La fiscal general del Estado tendrá que explicar por qué ha tenido que producirse una filtración periodística para que ella dé a conocer una investigación en marcha desde hace meses y ordene que las diligencias pasen a la Fiscalía del Tribunal Supremo. Si esta es la competente para conducir la investigación por su condición de aforado, lo sería desde el primer momento, sin necesidad de esperar a que un periódico la destape.
Lo cierto es que la Fiscalía no solo parece convencida de que el comportamiento de don Juan Carlos antes de 2014 merecería reprobación jurídica de no ser por la inviolabilidad; además, ha visto indicios de hechos presuntamente delictivos, relacionados con el manejo de abundantes cantidades de “dinero sucio” hasta cuatro años después de su abdicación. Indicios suficientemente sólidos para encargar una investigación en toda regla que, esta vez sí, podría desembocar en la imputación y posterior procesamiento del anterior jefe del Estado.

Qué hacer: Copia literalmente el fragmento desde "La fiscal general" hasta "periódico la destape.". Los registros no hacen falta para resolver nada de esto.

Material proporcionado:
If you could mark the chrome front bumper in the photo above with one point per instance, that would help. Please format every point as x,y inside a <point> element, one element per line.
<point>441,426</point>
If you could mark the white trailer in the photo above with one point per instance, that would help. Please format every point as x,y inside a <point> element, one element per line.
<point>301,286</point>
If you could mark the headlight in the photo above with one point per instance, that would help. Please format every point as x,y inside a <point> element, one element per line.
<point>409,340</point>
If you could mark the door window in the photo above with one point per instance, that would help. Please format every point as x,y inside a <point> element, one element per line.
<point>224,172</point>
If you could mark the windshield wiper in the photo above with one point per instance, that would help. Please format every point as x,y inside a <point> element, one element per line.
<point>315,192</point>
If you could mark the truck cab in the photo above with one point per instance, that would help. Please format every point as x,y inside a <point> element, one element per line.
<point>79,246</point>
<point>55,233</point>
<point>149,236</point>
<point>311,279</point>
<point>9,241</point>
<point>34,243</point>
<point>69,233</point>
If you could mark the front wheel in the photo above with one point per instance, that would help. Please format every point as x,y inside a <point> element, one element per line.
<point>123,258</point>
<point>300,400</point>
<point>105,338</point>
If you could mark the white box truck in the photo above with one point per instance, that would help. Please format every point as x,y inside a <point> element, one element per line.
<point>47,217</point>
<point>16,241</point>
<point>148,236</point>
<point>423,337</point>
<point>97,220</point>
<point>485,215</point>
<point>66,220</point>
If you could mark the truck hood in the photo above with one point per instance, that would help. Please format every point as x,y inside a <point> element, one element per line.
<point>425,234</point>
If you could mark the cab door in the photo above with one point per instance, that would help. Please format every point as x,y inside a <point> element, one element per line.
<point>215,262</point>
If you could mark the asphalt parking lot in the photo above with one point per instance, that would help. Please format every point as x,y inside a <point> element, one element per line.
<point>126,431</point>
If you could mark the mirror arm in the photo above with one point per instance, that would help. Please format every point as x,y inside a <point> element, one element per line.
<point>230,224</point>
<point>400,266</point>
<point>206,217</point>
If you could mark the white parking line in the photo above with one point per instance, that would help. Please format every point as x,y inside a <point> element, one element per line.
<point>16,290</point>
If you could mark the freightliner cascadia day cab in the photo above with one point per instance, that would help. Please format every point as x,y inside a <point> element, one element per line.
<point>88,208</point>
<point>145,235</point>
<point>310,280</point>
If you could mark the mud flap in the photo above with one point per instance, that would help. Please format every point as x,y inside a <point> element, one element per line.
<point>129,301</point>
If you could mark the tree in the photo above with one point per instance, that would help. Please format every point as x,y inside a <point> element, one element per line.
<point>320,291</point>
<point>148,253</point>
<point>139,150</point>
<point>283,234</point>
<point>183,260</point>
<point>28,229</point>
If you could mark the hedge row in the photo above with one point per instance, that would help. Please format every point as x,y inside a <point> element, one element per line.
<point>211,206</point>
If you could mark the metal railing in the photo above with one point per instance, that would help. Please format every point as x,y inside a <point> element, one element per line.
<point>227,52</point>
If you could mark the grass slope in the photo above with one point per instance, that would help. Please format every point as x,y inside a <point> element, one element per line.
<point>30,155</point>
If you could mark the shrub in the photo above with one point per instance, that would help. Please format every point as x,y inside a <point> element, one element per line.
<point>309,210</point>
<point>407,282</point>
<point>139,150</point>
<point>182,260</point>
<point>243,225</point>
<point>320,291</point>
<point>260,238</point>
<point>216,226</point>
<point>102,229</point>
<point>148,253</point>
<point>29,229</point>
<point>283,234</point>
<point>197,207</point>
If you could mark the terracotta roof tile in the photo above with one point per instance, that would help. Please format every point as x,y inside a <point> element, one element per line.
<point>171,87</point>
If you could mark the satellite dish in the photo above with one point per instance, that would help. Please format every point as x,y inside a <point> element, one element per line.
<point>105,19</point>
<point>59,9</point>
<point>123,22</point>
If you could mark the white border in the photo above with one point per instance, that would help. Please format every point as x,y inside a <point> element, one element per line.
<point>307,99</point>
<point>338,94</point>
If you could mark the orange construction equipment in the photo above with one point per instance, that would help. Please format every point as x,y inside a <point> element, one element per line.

Solución:
La fiscal general del Estado tendrá que explicar por qué ha tenido que producirse una filtración periodística para que ella dé a conocer una investigación en marcha desde hace meses y ordene que las diligencias pasen a la Fiscalía del Tribunal Supremo. Si esta es la competente para conducir la investigación por su condición de aforado, lo sería desde el primer momento, sin necesidad de esperar a que un periódico la destape.